Looking at the material below, work out how many of its lines hold the string "every". Give that figure alone.
MATERIAL FOR THE TASK Start Marker
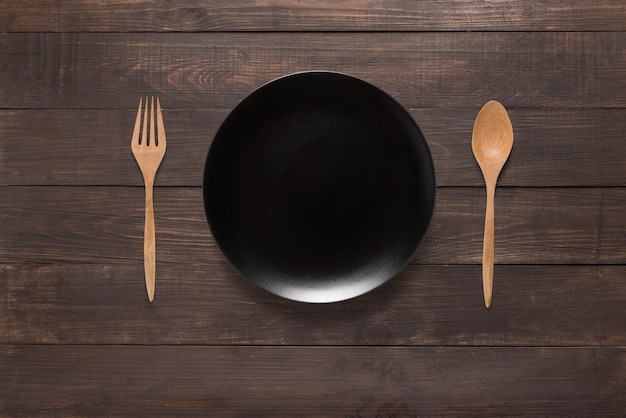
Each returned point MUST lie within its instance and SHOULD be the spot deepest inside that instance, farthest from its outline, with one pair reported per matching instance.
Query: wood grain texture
(79, 338)
(210, 304)
(312, 381)
(84, 147)
(104, 225)
(217, 70)
(285, 15)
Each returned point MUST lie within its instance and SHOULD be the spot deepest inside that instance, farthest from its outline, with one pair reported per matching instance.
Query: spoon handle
(488, 244)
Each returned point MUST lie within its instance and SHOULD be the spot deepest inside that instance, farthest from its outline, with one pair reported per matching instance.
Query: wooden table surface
(77, 333)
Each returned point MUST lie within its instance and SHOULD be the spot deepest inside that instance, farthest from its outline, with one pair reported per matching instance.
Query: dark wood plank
(105, 225)
(284, 15)
(553, 147)
(210, 304)
(217, 70)
(311, 382)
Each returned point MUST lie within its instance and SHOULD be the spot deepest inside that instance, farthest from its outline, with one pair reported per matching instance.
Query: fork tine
(161, 141)
(152, 125)
(135, 138)
(144, 134)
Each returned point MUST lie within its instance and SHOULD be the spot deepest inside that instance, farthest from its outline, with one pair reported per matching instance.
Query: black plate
(319, 187)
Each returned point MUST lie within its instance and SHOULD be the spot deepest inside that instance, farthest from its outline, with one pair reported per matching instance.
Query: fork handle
(149, 245)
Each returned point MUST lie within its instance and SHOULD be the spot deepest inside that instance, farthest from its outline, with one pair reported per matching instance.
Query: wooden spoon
(492, 140)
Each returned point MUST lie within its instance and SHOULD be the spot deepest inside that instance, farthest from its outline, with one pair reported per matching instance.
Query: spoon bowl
(492, 141)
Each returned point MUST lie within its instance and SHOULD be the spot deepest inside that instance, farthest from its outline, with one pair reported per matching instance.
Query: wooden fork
(149, 152)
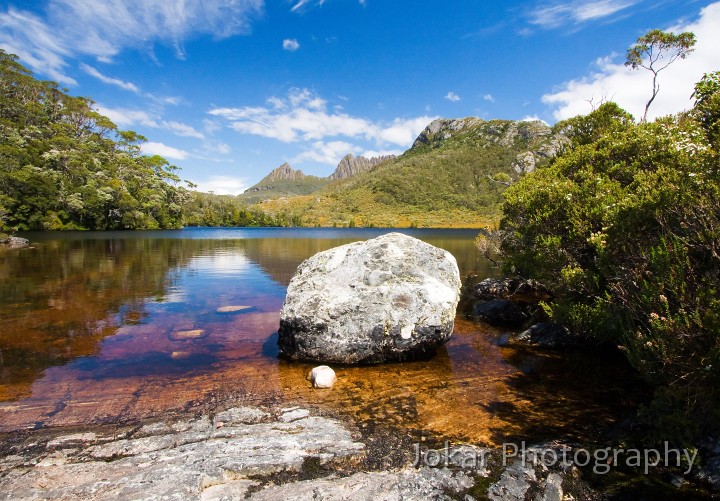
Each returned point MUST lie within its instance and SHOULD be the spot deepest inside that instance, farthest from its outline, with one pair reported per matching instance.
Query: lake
(115, 326)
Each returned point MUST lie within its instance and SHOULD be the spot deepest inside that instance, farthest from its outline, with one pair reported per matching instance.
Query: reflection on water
(106, 326)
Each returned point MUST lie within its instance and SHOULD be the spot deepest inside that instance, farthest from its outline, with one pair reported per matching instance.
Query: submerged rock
(14, 242)
(543, 335)
(187, 334)
(179, 460)
(514, 289)
(500, 313)
(234, 309)
(322, 376)
(392, 298)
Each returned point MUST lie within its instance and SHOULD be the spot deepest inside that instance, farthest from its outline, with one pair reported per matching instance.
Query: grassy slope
(449, 182)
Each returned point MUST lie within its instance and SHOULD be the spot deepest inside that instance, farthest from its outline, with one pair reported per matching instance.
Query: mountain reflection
(59, 300)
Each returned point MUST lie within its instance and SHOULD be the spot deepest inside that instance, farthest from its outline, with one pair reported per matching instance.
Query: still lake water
(92, 331)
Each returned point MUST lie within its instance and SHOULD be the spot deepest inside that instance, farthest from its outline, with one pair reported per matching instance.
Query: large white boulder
(392, 298)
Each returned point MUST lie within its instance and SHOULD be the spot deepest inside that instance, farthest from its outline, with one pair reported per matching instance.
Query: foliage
(624, 226)
(455, 179)
(206, 209)
(64, 166)
(655, 51)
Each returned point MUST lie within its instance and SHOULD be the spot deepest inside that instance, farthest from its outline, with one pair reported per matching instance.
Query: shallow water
(98, 327)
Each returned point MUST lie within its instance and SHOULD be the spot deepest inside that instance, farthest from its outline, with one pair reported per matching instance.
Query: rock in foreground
(388, 299)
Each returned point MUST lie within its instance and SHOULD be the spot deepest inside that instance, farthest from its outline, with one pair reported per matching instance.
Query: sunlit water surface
(100, 327)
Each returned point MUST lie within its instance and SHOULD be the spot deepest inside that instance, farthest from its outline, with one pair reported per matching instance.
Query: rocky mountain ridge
(351, 166)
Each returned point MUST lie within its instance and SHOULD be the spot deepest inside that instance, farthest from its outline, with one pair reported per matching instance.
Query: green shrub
(624, 226)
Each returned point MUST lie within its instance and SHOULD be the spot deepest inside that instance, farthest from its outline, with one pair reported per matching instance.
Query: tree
(655, 51)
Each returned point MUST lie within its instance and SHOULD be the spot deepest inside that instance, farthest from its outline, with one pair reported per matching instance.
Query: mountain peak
(281, 173)
(351, 166)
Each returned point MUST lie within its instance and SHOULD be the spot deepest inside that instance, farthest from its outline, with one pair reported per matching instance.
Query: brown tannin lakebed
(114, 327)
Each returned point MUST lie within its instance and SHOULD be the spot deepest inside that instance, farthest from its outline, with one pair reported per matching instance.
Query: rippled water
(97, 327)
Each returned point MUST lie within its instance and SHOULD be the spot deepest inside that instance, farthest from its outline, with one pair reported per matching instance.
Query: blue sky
(230, 89)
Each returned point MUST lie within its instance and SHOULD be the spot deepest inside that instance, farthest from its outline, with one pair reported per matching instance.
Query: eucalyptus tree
(655, 51)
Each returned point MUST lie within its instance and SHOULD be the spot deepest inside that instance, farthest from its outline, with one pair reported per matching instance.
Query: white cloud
(290, 44)
(151, 148)
(124, 117)
(451, 96)
(575, 12)
(301, 4)
(219, 148)
(303, 116)
(36, 43)
(222, 185)
(102, 29)
(631, 89)
(381, 153)
(182, 129)
(533, 118)
(109, 80)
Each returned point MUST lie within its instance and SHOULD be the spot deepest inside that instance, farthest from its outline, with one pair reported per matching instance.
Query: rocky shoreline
(262, 454)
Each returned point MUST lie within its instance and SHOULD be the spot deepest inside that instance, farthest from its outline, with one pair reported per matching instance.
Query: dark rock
(543, 335)
(391, 298)
(512, 288)
(492, 288)
(15, 242)
(500, 313)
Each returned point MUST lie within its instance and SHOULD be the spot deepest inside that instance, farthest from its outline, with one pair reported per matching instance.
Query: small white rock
(322, 376)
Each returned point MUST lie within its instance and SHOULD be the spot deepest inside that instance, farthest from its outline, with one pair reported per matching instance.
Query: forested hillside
(454, 175)
(625, 229)
(64, 166)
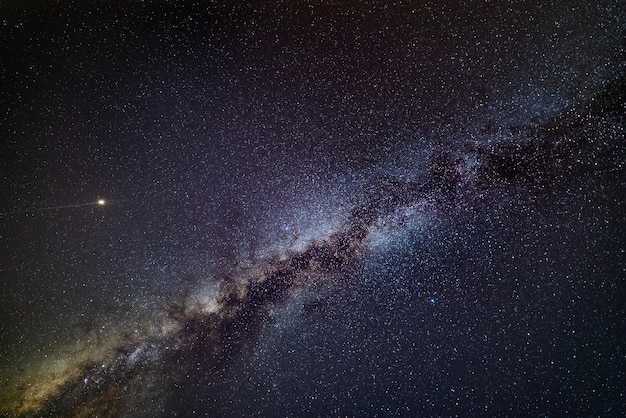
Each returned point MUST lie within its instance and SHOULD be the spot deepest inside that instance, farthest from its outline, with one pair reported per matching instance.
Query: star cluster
(312, 209)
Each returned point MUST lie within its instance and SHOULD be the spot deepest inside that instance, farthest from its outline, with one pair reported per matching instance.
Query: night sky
(312, 208)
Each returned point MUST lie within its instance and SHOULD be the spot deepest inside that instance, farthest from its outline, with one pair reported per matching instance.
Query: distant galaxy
(313, 208)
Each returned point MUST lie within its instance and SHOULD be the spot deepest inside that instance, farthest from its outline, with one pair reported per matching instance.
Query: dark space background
(452, 173)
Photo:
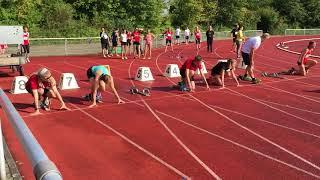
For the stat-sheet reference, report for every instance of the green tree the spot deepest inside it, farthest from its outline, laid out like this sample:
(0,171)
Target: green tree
(185,13)
(293,11)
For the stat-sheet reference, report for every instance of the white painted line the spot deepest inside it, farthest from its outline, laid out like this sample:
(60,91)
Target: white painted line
(188,150)
(240,145)
(268,122)
(258,135)
(134,144)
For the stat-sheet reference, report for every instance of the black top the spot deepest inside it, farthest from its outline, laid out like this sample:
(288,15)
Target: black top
(210,34)
(218,68)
MATERIAL FOR THE TASK End Marker
— SOLUTION TO THE PROBLEM —
3